- Bloco de texto
_____
A resposta é simples: em benefício dos países industrializados e dos cartéis das empresas multinacionais. No final do século 19, o número de países independentes não ultrapassava meia centena e os desenvolvidos da época eram responsáveis por quase dois terços do comércio mundial. Atualmente existem mais de 190 países independentes, mas os trinta mais industrializados, com menos de 20% da população mundial, continuam responsáveis pela mesma proporção do comércio – um terço dela realizado entre eles próprios –, enquanto os demais, com 80% da população, respondem por apenas um terço. Antes da Segunda Guerra Mundial, 42% do comércio era dominado por cartéis, hoje é um pouco menos.

O livre mercado não ampliou a participação dos países mais pobres no comércio mundial, situação que é ainda mais dramática para aqueles detentores de monoculturas de produtos como algodão e açúcar, por exemplo, extremamente prejudicados pelos subsídios agrícolas das nações desenvolvidas.

A maioria dos países que hoje são industrializados e desenvolvidos implementou um certo padrão de participação no comércio mundial. Este, normalmente, se iniciou com a exportação de produtos primários, sobretudo agrícolas, seguida pela de produtos têxteis e, posteriormente, de bens industriais de maior valor agregado, como os bens de capital e bens de consumo durável. Periodicamente eram introduzidas medidas protecionistas para controlar a remessa de divisas e favorecer a substituição de importações.

Quando o Gatt foi instituído, em 1948, a maioria dessas nações já se encontrava na terceira fase, mas nem por isso concederam aos países atrasados e às ex-colônias regras mais favoráveis. Ao contrário, negociaram a redução das tarifas externas dos bens de maior valor agregado de acordo com a capacidade de abertura dos países industrializados para a competição externa, retiraram os produtos agrícolas da pauta de negociações já na década de 50 e submeteram os produtos têxteis a sucessivos acordos multifibras a partir da década de 60, que na melhor das hipóteses ofereciam cotas de exportação para os países em desenvolvimento.

O auge do neoliberalismo, no início dos anos 90, favoreceu a entrada de outros temas na pauta, como propriedade intelectual e serviços. O primeiro não era sequer tema comercial, mas as grandes corporações de produtos farmacêuticos queriam proteção contra a quebra de suas patentes por meio de uma instituição com poder coercitivo como a OMC, e o Acordo Trips foi feito na Rodada Uruguai do Gatt, em 1994. O segundo tema era totalmente desconhecido para os países em desenvolvimento, mas não para American Express, Lyonnaise des Eaux e outras multinacionais do setor de serviços, e um acordo geral de comércio e serviços (Gats) também foi assinado. Tudo em troca de negociações sobre agricultura que, concretamente, até hoje não avançaram.
_____
- Dados exibidos
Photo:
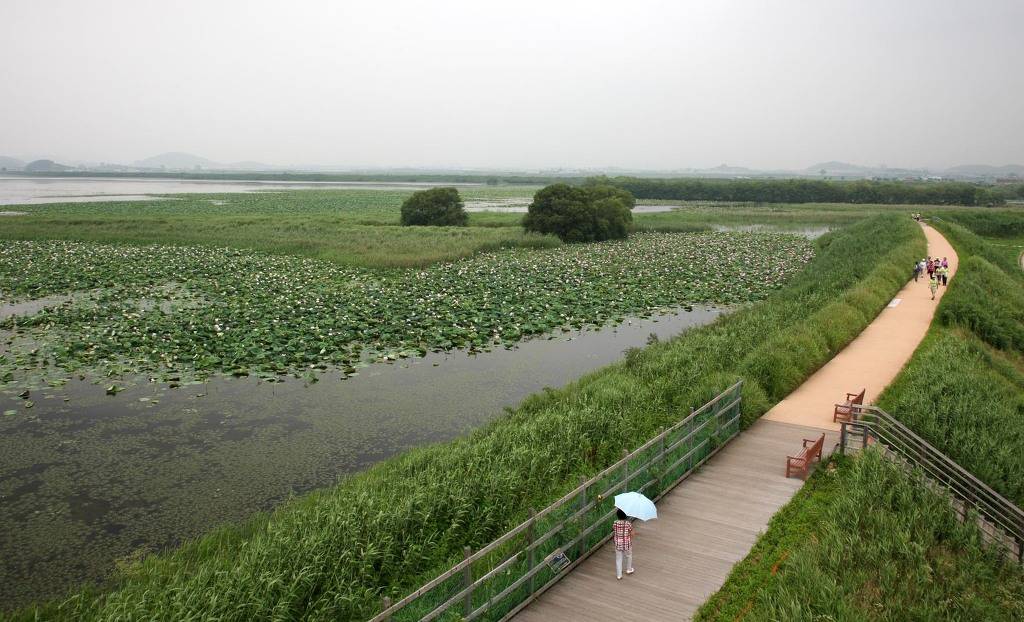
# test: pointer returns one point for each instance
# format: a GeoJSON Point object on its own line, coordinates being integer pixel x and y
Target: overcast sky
{"type": "Point", "coordinates": [779, 84]}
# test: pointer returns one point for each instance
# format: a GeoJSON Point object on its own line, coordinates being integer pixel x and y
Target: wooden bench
{"type": "Point", "coordinates": [845, 411]}
{"type": "Point", "coordinates": [802, 461]}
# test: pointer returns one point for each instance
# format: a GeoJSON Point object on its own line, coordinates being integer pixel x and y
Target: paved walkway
{"type": "Point", "coordinates": [705, 526]}
{"type": "Point", "coordinates": [876, 357]}
{"type": "Point", "coordinates": [712, 520]}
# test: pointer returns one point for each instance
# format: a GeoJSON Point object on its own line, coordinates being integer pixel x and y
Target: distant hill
{"type": "Point", "coordinates": [46, 166]}
{"type": "Point", "coordinates": [984, 170]}
{"type": "Point", "coordinates": [838, 167]}
{"type": "Point", "coordinates": [10, 164]}
{"type": "Point", "coordinates": [176, 160]}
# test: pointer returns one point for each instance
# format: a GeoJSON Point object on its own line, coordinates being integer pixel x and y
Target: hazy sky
{"type": "Point", "coordinates": [516, 84]}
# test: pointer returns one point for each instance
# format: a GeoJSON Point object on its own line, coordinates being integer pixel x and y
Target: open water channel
{"type": "Point", "coordinates": [88, 479]}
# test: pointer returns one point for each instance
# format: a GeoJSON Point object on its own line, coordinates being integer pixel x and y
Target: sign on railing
{"type": "Point", "coordinates": [503, 577]}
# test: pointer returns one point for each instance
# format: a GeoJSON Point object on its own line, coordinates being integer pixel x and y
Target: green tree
{"type": "Point", "coordinates": [437, 206]}
{"type": "Point", "coordinates": [581, 214]}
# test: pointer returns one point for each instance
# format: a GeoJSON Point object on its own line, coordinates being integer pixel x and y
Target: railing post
{"type": "Point", "coordinates": [691, 425]}
{"type": "Point", "coordinates": [660, 462]}
{"type": "Point", "coordinates": [581, 545]}
{"type": "Point", "coordinates": [626, 470]}
{"type": "Point", "coordinates": [467, 577]}
{"type": "Point", "coordinates": [530, 552]}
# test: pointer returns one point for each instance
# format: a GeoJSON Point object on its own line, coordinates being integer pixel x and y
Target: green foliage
{"type": "Point", "coordinates": [863, 541]}
{"type": "Point", "coordinates": [968, 243]}
{"type": "Point", "coordinates": [241, 313]}
{"type": "Point", "coordinates": [335, 552]}
{"type": "Point", "coordinates": [351, 227]}
{"type": "Point", "coordinates": [968, 401]}
{"type": "Point", "coordinates": [437, 206]}
{"type": "Point", "coordinates": [988, 302]}
{"type": "Point", "coordinates": [581, 214]}
{"type": "Point", "coordinates": [808, 191]}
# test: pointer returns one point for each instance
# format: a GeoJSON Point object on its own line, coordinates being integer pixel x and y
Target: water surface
{"type": "Point", "coordinates": [88, 479]}
{"type": "Point", "coordinates": [22, 191]}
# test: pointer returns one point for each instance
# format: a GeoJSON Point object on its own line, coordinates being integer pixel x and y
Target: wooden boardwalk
{"type": "Point", "coordinates": [713, 519]}
{"type": "Point", "coordinates": [705, 526]}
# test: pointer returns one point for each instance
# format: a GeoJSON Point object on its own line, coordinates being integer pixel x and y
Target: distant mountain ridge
{"type": "Point", "coordinates": [46, 166]}
{"type": "Point", "coordinates": [183, 161]}
{"type": "Point", "coordinates": [11, 164]}
{"type": "Point", "coordinates": [172, 162]}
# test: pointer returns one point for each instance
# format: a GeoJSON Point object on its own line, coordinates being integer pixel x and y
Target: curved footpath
{"type": "Point", "coordinates": [711, 521]}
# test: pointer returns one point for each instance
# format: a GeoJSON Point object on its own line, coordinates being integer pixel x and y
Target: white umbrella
{"type": "Point", "coordinates": [636, 505]}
_____
- O que se pede
a) Transcreva do texto sobre comércio mundial o trecho que vai de "A maioria dos" até "substituição de importações.", com essas palavras incluídas.
b) No texto sobre comércio mundial, reescreva em forma de lista o parágrafo que começa com "A maioria dos países que hoje são industrializados", mantendo seus fatos principais.
c) Prolongue o texto sobre comércio mundial a partir do ponto em que ele termina.

- Respostas por tarefa
a)
A maioria dos países que hoje são industrializados e desenvolvidos implementou um certo padrão de participação no comércio mundial. Este, normalmente, se iniciou com a exportação de produtos primários, sobretudo agrícolas, seguida pela de produtos têxteis e, posteriormente, de bens industriais de maior valor agregado, como os bens de capital e bens de consumo durável. Periodicamente eram introduzidas medidas protecionistas para controlar a remessa de divisas e favorecer a substituição de importações.

b)
- A maioria dos países hoje industrializados e desenvolvidos seguiu um certo padrão de participação no comércio mundial.
- Começou exportando produtos primários, sobretudo agrícolas.
- Passou depois aos produtos têxteis.
- Chegou, em seguida, a bens industriais de maior valor agregado, como bens de capital e de consumo durável.
- Adotou periodicamente medidas protecionistas para controlar a remessa de divisas e favorecer a substituição de importações.

c)
A política do Quad de ganhar sem conceder prosseguiu no interior da OMC e nas conferências ministeriais que ocorreram desde 1996. Porém, em 2003, uma série de países, articulados por Brasil e Índia, conformou o G20, que se posicionou fortemente contra os subsídios agrícolas aplicados pelo Quad e conseguiu reduzir a pauta de negociações em andamento na OMC para quatro temas: acesso a mercados não-agrícolas (Nama), serviços, agricultura e facilitação de comércio.

O primeiro diz respeito a novas reduções de tarifas externas de produtos não-agrícolas, que afetam principalmente os países em desenvolvimento que possuem tarifas mais elevadas. A média brasileira, por exemplo, é de 11%, contra 2% dos EUA. O tema serviços implica o oferecimento de acesso a novas áreas e o último item tem a ver com a mudança de procedimentos que regulam o comércio.

Já a negociação de acesso aos mercados agrícolas pressupõe a possibilidade de ganhos para os países em desenvolvimento, mas o Quad, particularmente a União Européia, resiste duramente contra a eliminação de subsídios e redução de tarifas. Esse tema esteve sob todos os holofotes durante a conferência ministerial de Hong Kong realizada em dezembro de 2005 e culminou com a promessa de liberalização do comércio agrícola até 2013, cujas modalidades seriam definidas em 2006, em troca de concessões dos países em desenvolvimento em Nama e serviços.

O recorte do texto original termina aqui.